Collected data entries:
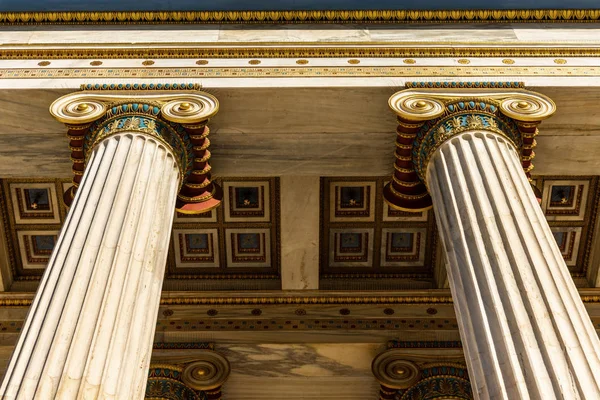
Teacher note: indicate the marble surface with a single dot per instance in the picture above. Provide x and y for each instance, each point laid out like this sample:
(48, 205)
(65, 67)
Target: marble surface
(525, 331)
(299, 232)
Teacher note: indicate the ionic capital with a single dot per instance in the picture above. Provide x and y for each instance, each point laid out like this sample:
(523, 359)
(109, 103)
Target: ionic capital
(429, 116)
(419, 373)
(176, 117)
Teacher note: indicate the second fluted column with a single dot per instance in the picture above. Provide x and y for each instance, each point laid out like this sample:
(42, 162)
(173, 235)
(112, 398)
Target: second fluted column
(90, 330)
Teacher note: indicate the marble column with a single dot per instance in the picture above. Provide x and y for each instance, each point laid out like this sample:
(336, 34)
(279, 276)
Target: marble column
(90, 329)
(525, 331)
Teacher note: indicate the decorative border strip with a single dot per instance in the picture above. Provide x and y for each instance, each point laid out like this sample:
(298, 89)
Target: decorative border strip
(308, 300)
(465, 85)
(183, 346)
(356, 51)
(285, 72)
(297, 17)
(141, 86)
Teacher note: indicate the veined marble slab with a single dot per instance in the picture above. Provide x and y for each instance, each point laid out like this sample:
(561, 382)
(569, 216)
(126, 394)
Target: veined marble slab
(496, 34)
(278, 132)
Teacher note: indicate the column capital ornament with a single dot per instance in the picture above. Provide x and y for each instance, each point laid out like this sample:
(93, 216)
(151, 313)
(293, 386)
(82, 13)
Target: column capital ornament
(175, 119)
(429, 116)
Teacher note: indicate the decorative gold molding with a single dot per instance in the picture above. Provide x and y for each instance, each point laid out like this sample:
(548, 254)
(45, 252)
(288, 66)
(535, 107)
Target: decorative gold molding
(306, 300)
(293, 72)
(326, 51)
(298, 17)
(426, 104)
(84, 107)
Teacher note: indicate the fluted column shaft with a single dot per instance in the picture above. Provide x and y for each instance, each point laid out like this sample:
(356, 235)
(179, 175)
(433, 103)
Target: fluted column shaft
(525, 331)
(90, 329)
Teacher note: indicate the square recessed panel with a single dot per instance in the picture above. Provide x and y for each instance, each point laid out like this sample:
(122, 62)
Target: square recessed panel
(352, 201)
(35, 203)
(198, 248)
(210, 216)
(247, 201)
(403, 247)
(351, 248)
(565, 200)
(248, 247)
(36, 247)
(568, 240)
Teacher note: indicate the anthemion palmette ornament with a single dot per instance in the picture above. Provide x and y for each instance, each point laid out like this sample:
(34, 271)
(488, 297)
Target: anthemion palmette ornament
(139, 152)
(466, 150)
---
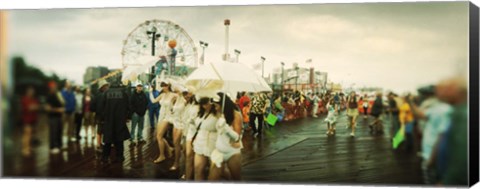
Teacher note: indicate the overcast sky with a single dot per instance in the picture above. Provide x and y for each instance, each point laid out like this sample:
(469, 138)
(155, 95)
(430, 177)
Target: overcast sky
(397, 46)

About this task:
Would you print exactly, and only, the lines of the data above from the line with "Teacher note: indicate the marble surface" through the line with "Teacher note: indicate the marble column", inclusive?

Solution:
Teacher note: indicate the marble surface with a single dot per instance in the picture above. Provide x and y for each instance, each point laid out like this sample:
(48, 205)
(65, 67)
Target: marble surface
(525, 331)
(299, 232)
Teacher note: indicate the ionic capital with a single dot per instance in the picture above. Provide x and y for each instance, each point laid out like this sample:
(523, 359)
(109, 103)
Target: ionic capital
(429, 116)
(419, 373)
(176, 117)
Teacher note: indicate the second fluted column with a single dot per instance in the picture above. Provide x and y for each instance, each point laid out like this sample:
(42, 162)
(173, 235)
(112, 398)
Target: second fluted column
(90, 330)
Teacher note: indicate the marble column with a single dot per instance in the picture above. Provide x and y for each instance, each point laid out like this sample:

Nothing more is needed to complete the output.